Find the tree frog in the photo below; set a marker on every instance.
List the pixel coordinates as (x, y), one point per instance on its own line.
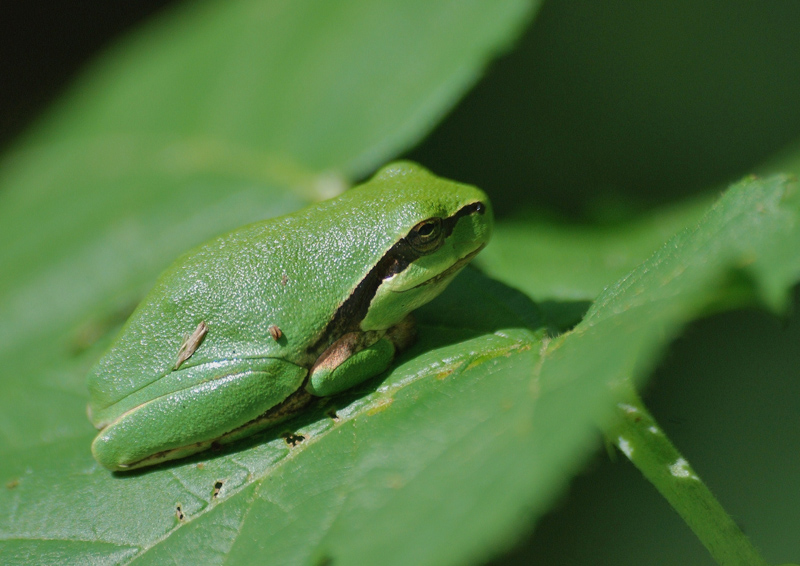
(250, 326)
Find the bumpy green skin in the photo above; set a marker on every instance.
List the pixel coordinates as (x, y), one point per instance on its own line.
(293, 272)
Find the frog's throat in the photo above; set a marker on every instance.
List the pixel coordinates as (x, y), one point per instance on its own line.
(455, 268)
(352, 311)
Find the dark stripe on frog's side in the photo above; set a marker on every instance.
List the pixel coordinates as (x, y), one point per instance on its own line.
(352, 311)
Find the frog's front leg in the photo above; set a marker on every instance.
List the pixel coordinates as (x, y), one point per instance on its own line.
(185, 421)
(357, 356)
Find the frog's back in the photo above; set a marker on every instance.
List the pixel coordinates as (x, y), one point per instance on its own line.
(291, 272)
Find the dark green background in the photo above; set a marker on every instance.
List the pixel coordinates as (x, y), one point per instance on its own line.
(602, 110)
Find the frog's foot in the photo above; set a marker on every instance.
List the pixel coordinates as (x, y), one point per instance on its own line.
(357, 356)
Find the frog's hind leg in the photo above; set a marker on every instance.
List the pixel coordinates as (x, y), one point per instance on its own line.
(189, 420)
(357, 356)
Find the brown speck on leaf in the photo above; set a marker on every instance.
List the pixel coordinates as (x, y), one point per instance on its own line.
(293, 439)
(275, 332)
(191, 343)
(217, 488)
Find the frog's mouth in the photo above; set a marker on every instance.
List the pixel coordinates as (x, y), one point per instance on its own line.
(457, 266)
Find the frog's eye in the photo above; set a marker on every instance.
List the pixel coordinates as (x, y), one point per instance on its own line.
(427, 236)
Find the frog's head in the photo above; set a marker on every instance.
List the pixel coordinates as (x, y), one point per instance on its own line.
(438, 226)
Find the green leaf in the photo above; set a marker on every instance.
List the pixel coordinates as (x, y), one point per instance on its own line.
+ + +
[ABOUT THIS TASK]: Excluding the pictures, restate the records above word for word.

[REPLY TO THE TASK]:
Find the tree frog in the photo below; set a marker on every instance.
List the pixel coordinates as (x, y), one point per instance on its own line.
(250, 326)
Find the bumpy green skin in the photo above; set a marker on every instance.
List the pixel coordinates as (x, y), one point per instance on its own line.
(293, 272)
Find the frog's throat in the photo above; set a marker on every instance.
List the pixel coordinates as (x, y), one point per instance on its own line.
(455, 268)
(352, 311)
Find the dark stripe on frog's side in the photo above; set a marker on every instance.
List the pixel coordinates as (x, y), one point per instance on its own line.
(352, 311)
Find the frog's front leg in the photo above; set a marker on every instance.
List the pixel coordinates as (x, y), one point per instance on its own line.
(185, 421)
(357, 356)
Find the frog's back in the photo above; set a marker on every instance.
List the pixel coordinates as (x, y), one point per instance on its own line.
(291, 272)
Find the dark green background in the photo above; set a marker on every instance.
List the pixel coordinates as (x, y), one point per instance on its own line.
(602, 110)
Find the frog's foot in the photo above; set a marker on every instance.
List the pixel coordinates as (x, y), one point per instance on its own line.
(357, 356)
Find the frog's hind leg in the photo above; set a marker on every instance.
List the pixel coordinates as (x, y), one point per instance on its own line.
(189, 420)
(357, 356)
Find the brown speck on leaf in the photo above; set a marker on every instance.
List the pixel coordinates as (x, y), one point per instance on its own line.
(293, 439)
(275, 332)
(191, 343)
(217, 488)
Find the frog's mouth in the photo above; set a marker on every instance.
List the pixel coordinates as (x, y), one point per instance on its own line.
(457, 266)
Find the frog's eye in the photo above; set a marker on every instance.
List the pixel coordinates as (x, y), one point per instance on its own line.
(427, 236)
Find the frog's head in the photo above; set a marker on every instance.
List the pixel coordinates as (x, y), one point per instance on its own line.
(438, 226)
Find the green leaf in the photo above; set a marker on every instance.
List the pixel coordinates as (x, y), one point per instance on its own line.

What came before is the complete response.